• _Exercise 1_:
In the pandas forum thread below, list every column name that the reply's code gives to its fake census data.

• _Page extract_:
>> begin
Reputation: 1
I am stuck on a simple task. I want to create an empty DataFrame and append rows to it based on a query of another dataset. I have tried the answers here but I am missing something ..beginner Pythoner. Any help would be appreciated. I want to take the top 3 rows of each state and add them into a new dataframe for processing. I tried to append also..
def test():
#get the list of states
states_df = census_df.STNAME.unique()
population_df = pd.DataFrame()
for st in states_df:
temp_df = pd.DataFrame(census_df[census_df['STNAME'] == st].nlargest(3,'CENSUS2010POP'))
pd.concat([temp_df, population_df], ignore_index = True)
return 1
Upvotes: 0
Views: 87
Reputation: 634
I think I know what course you're doing, I had a great time with that a year ago, keep it up!
The simplest/fastest way I've found to concatenate a bunch of sliced dataframes is to append each df to a list, then at the end just concatenate that list. See the working code below (it does what I interpret you meant).
I agree with David's suggestion on sorting, easier to use sort and then just slice the first 3. As nlargest() works on and returns a Series I believe and not a dataframe, whereas you want to keep the whole dataframe structure (all the columns) for concatenation.
Also why is your function returning 1? Typo? I guess you want to return your desired output if you're putting it in a function, so I changed that too.
import pandas as pd
import numpy as np
#create fake data random numbers
data = np.random.randint(2,11,(40,3))
census_df = pd.DataFrame(index=range(40), columns=['Blah', 'Blah2','CENSUS2010POP'], data=data)
#create fake STNAME column
census_df['STNAME'] = list('aaaabbbbccccddddeeeeffffgggghhhhiiiijjjj')
#Function:
def test(census_df):
states_list = census_df.STNAME.unique() #changed naming to _list as it's not a df.
list_of_dfs = list() #more efficient to append each df to a list
for st in states_list:
temp_df = census_df[census_df['STNAME']==st]
temp_df = temp_df.sort_values(by=['CENSUS2010POP'], ascending=False).iloc[:3]
list_of_dfs.append(temp_df)
population_df = pd.concat(list_of_dfs,ignore_index=True)
>> end
• _Exercise 2_:
Copy the listing word for word, from the line with "# point at: the forearm" up to and including the line with "# point at: the market". Leave the pictures out.

Records from a point labeling set:
>> begin
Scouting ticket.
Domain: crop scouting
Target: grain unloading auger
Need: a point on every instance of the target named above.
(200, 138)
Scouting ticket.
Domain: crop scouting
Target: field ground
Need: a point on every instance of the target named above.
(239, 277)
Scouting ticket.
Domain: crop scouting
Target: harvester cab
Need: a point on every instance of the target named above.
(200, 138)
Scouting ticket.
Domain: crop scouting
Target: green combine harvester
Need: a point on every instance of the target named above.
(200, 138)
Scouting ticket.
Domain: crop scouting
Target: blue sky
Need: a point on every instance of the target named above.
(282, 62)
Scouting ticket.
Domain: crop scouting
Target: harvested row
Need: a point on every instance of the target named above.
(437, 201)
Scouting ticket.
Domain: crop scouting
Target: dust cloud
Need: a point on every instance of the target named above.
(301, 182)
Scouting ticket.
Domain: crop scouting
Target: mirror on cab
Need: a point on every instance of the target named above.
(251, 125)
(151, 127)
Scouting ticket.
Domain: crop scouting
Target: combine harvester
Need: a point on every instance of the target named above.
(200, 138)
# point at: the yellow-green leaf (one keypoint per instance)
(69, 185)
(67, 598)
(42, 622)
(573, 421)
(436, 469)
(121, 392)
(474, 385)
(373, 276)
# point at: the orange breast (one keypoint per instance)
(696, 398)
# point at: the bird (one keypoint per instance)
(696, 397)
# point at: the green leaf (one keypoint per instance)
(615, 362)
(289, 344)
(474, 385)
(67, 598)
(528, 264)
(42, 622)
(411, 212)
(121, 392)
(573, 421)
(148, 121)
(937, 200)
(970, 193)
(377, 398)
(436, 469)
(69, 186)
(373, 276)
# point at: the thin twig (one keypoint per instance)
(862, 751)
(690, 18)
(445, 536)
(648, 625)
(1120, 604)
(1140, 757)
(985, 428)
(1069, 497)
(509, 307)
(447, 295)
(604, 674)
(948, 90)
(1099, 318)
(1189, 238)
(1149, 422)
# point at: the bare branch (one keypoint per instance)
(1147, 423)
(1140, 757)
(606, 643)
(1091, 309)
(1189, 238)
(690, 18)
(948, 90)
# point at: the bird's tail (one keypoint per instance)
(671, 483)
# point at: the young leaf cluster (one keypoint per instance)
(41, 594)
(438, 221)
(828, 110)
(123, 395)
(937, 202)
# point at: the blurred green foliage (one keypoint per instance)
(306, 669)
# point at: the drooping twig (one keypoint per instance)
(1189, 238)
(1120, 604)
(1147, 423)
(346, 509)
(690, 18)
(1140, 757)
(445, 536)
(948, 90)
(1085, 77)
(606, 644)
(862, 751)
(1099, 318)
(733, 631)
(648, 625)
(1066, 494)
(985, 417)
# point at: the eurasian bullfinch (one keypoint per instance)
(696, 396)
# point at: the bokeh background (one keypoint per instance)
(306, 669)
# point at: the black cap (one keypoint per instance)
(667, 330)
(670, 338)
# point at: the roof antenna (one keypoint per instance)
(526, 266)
>> end
>> begin
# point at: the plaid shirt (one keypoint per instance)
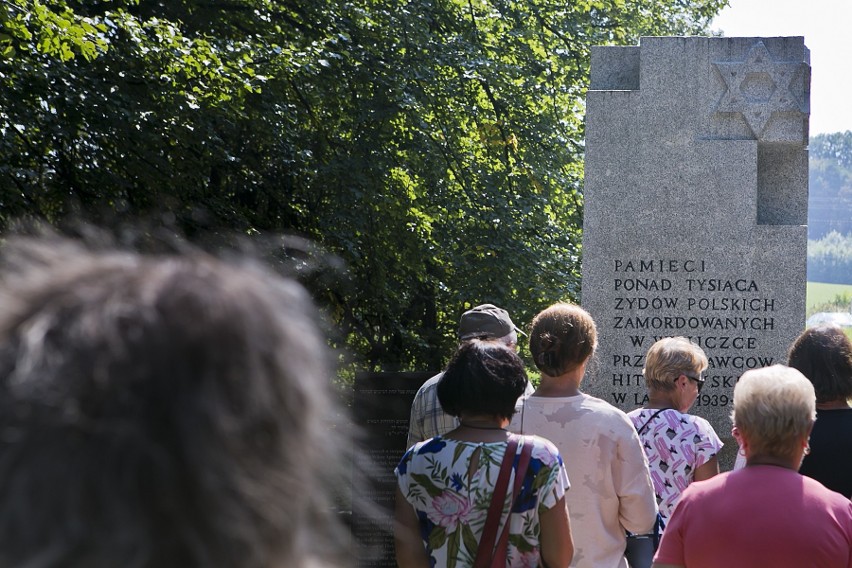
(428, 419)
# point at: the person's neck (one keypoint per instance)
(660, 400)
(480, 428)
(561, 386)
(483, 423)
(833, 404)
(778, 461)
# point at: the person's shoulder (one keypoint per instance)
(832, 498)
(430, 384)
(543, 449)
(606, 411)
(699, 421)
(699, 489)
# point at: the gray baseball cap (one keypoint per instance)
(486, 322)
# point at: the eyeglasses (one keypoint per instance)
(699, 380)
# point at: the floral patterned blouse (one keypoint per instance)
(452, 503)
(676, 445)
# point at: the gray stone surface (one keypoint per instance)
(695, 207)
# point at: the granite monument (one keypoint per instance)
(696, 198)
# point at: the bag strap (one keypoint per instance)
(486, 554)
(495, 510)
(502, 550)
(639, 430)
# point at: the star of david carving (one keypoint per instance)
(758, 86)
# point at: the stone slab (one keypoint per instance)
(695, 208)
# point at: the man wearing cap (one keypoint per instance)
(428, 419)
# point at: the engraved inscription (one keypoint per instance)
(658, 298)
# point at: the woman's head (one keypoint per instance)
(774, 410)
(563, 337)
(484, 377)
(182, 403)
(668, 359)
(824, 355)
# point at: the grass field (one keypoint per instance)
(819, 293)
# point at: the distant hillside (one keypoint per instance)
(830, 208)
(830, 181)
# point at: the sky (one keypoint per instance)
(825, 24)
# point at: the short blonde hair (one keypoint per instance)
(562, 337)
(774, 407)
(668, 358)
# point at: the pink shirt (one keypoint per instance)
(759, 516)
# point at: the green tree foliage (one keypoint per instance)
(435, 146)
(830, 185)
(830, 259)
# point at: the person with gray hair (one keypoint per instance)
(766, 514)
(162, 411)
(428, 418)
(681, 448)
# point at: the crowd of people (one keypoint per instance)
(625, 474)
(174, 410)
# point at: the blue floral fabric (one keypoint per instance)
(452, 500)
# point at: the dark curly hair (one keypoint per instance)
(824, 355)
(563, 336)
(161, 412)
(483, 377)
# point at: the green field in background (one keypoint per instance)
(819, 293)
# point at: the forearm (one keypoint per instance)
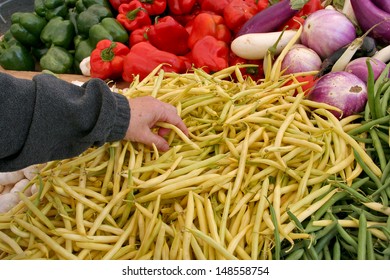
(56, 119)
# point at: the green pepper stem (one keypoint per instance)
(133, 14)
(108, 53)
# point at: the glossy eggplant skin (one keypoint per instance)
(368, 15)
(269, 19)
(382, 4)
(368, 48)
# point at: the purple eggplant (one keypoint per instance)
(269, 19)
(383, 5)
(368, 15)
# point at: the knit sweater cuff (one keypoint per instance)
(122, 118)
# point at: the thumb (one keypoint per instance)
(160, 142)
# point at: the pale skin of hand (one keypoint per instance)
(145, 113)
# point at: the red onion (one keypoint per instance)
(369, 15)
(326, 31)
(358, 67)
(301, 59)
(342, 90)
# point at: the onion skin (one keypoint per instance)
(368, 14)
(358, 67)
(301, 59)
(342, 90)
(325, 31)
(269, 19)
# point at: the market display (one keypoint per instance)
>> end
• _Result 1_:
Blah, Blah2, CENSUS2010POP, STNAME

• _Result 2_:
# point at: the forearm (one keypoint per instance)
(56, 119)
# point at: the green pepper stem (one keypoint per instance)
(133, 14)
(108, 53)
# point at: the glossy eggplant skin (one keypoint per instance)
(368, 15)
(269, 19)
(382, 4)
(368, 48)
# point at: the purple eggplant (one keypoint per instance)
(269, 19)
(383, 5)
(368, 15)
# point at: the knit sweater cuff (one keypoint per instance)
(122, 118)
# point at: the thumb (one keypoint per instance)
(160, 142)
# point at: the pale skin of hand (one keypoint per instance)
(145, 113)
# point at: the red onion (one keypoint per instance)
(369, 15)
(326, 31)
(358, 67)
(301, 59)
(342, 90)
# point at: the onion skin (one keypoint per instance)
(368, 14)
(358, 67)
(301, 59)
(342, 90)
(325, 31)
(269, 19)
# point at: the market display (one keypoint per instance)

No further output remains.